= Problem requirements =
Print the following blog entry about the Lesser Weevil in full, word for word.

= Passage provided =

24. February 2006 · Comments Off on Tales of the Lesser Weevil: The Over-large Cat-Dog · Categories: Domestic, General, Pajama Game

So, OK, the Lesser Weevil has been in my increasingly battered, chewed and pee-bedewed household for… oh, my, has it been two months now? How the time flies when you are having fun. Other casualties include a couple of rosebushes, most of the border planting, the space where a small lawn used to be (I have kissed off any possibility of there ever being one there again and resigned myself to paving it all with limestone flagstones and gravel), my gardening hat, a long length of garden hose, three window screens, and the sliding screen door to the back porch, and other stuff too long and depressing a list to think about.

Pointing data for regions
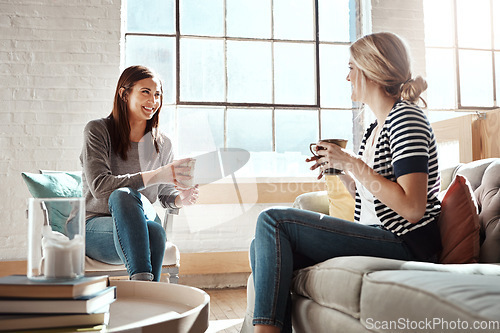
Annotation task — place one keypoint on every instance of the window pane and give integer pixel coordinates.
(202, 76)
(337, 124)
(158, 53)
(441, 74)
(295, 130)
(251, 130)
(334, 21)
(250, 19)
(157, 16)
(496, 23)
(199, 130)
(474, 23)
(335, 89)
(167, 120)
(294, 76)
(497, 77)
(293, 19)
(476, 79)
(438, 21)
(249, 74)
(202, 18)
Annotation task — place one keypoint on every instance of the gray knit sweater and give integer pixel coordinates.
(105, 171)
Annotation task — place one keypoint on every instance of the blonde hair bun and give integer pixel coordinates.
(413, 88)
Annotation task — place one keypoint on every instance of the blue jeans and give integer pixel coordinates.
(287, 239)
(132, 235)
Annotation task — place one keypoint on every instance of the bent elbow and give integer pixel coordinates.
(415, 215)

= Response to the exercise =
24. February 2006 · Comments Off on Tales of the Lesser Weevil: The Over-large Cat-Dog · Categories: Domestic, General, Pajama Game

So, OK, the Lesser Weevil has been in my increasingly battered, chewed and pee-bedewed household for… oh, my, has it been two months now? How the time flies when you are having fun. Other casualties include a couple of rosebushes, most of the border planting, the space where a small lawn used to be (I have kissed off any possibility of there ever being one there again and resigned myself to paving it all with limestone flagstones and gravel), my gardening hat, a long length of garden hose, three window screens, and the sliding screen door to the back porch, and other stuff too long and depressing a list to think about.